- [SUPPLIED TEXT]:

Whether you're a girl who just got a cute guy's phone number, or a guy who just got a cute girl's phone number, or a guy who just got a cute guy's phone number, or a girl who just got a cute girl's phone number, or a dragon who just got a cute virgin half-elf's phone number, one thing is certain. There are a number of things to consider before you call that cute girl or guy. Or.. whatever.

Let's paint the scene. It's late. You just came back from a social gathering of some kind like a bar hopping scene or a day laying siege upon the nearby village. Still in your mind's eye is a vision of loveliness. Either that or the hangover is kicking in early. You want to call this person. It's not too late you think. That other person is probably home by now. Oh, and by the way from this point on I'm going to write this from my limited heterosexual homophobic perspective because being politically correct is very hard on the keyboard. I'll assume you're male and the other person is female. Please feel free to mentally edit this to apply to your situation whatever it may be.

You sit on your bed. The phone is on the endtable. You're struggling with this dilemma. Do I call her? Do I not call her? What is the question? Perhaps you have been here before and it went well. Probably not. Perhaps you have never been in this situation before. Well let me tell you friend, there's a number of things you really need to consider before you pick up that phone.

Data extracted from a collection
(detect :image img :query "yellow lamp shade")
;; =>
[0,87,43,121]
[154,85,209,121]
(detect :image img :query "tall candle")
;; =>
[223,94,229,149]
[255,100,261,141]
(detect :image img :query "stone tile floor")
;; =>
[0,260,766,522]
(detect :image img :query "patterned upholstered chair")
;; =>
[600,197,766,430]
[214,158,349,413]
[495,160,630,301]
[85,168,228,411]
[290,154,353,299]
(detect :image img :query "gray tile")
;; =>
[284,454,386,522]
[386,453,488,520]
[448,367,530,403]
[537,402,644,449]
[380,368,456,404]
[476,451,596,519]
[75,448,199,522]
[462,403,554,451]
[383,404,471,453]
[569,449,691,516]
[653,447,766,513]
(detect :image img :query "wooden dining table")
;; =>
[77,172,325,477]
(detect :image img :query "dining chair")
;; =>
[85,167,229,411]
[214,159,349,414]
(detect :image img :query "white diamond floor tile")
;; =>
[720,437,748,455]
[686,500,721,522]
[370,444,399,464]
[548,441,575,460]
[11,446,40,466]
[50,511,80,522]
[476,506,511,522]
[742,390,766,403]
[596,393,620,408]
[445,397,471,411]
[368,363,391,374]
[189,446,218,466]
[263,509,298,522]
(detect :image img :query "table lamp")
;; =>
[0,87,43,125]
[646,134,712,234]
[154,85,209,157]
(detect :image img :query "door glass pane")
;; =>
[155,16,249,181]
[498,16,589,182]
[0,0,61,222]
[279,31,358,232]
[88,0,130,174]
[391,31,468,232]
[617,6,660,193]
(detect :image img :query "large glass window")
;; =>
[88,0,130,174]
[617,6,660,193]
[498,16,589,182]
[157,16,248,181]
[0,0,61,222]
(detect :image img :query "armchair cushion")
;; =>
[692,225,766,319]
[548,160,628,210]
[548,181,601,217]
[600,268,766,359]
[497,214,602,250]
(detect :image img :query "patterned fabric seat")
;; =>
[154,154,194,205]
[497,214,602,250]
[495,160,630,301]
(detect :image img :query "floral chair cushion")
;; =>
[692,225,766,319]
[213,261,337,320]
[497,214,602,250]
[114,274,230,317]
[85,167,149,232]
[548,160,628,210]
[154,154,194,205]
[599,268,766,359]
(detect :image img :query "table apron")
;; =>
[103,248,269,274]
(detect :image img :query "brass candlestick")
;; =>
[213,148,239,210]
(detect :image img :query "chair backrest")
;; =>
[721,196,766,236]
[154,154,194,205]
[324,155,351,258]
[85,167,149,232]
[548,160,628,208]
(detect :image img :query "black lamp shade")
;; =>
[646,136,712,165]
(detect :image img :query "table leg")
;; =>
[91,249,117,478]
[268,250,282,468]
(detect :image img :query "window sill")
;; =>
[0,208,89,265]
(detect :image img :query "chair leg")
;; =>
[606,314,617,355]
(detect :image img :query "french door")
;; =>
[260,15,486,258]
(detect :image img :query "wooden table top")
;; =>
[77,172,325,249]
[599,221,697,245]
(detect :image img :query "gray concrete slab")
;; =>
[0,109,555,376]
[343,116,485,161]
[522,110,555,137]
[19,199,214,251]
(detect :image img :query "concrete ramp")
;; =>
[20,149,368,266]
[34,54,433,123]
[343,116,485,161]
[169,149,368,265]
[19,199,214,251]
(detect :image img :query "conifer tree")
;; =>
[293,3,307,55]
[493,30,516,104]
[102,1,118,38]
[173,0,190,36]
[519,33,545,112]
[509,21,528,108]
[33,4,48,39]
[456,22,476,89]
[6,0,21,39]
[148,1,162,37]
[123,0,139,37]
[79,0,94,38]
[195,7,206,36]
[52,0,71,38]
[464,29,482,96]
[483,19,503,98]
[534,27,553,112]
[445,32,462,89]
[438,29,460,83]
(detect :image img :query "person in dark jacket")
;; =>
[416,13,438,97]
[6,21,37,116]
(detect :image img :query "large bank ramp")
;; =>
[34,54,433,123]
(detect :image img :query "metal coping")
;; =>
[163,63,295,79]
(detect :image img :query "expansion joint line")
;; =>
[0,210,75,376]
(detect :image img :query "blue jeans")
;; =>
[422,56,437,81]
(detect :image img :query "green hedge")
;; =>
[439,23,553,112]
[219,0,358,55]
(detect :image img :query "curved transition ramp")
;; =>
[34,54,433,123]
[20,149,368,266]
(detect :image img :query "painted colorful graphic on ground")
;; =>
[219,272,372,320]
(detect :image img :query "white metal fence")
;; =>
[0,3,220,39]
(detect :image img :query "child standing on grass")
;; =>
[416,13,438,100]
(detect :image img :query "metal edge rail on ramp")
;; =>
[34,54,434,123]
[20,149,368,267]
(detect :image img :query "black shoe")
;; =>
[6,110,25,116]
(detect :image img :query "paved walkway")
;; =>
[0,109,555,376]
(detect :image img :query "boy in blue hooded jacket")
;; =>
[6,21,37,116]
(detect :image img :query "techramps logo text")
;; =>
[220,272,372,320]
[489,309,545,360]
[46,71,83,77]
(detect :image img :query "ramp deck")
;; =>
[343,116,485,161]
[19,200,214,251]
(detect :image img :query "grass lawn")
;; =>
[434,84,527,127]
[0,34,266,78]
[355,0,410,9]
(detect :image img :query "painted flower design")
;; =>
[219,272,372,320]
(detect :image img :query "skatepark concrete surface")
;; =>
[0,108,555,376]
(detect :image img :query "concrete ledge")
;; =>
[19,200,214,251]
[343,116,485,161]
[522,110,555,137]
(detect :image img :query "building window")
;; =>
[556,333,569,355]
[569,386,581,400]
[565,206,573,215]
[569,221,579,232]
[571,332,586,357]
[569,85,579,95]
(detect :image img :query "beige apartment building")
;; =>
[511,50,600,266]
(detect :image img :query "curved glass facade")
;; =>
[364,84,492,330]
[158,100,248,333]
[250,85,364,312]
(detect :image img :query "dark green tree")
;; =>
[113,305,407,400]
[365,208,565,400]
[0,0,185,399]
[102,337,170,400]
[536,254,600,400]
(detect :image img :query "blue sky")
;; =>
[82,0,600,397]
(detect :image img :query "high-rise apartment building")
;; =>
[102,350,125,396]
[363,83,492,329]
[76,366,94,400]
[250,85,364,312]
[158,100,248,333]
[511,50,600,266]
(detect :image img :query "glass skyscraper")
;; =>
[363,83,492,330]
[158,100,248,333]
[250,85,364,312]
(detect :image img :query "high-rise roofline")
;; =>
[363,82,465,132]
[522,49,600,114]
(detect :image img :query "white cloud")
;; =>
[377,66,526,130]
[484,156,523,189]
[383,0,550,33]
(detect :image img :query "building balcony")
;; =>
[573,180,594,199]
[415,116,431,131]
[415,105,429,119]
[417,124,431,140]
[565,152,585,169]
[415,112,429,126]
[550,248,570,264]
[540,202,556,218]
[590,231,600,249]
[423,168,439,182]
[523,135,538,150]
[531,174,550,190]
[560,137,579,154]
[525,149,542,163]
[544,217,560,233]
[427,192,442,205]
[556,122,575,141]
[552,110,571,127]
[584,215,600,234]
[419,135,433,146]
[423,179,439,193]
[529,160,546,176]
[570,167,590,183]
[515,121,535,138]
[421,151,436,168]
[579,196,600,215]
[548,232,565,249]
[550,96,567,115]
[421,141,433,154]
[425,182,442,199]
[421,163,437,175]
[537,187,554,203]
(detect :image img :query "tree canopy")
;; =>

- [REQUESTS]:
• a. Say whether each statement agrees with the phone-call text, answering yes or no and quoting the deciding words: (i) the phone sits on the endtable; (ii) the writer will assume the reader is female; (iii) the scene is set early in the day.
• b. From the phone-call text, extract the passage from "You sit on your" up to and including "up that phone.".

- [SOLVED PROBLEMS]:
• a.
(i) Yes: "The phone is on the endtable."
(ii) No: "I'll assume you're male and the other person is female."
(iii) No: "It's late."

• b.
You sit on your bed. The phone is on the endtable. You're struggling with this dilemma. Do I call her? Do I not call her? What is the question? Perhaps you have been here before and it went well. Probably not. Perhaps you have never been in this situation before. Well let me tell you friend, there's a number of things you really need to consider before you pick up that phone.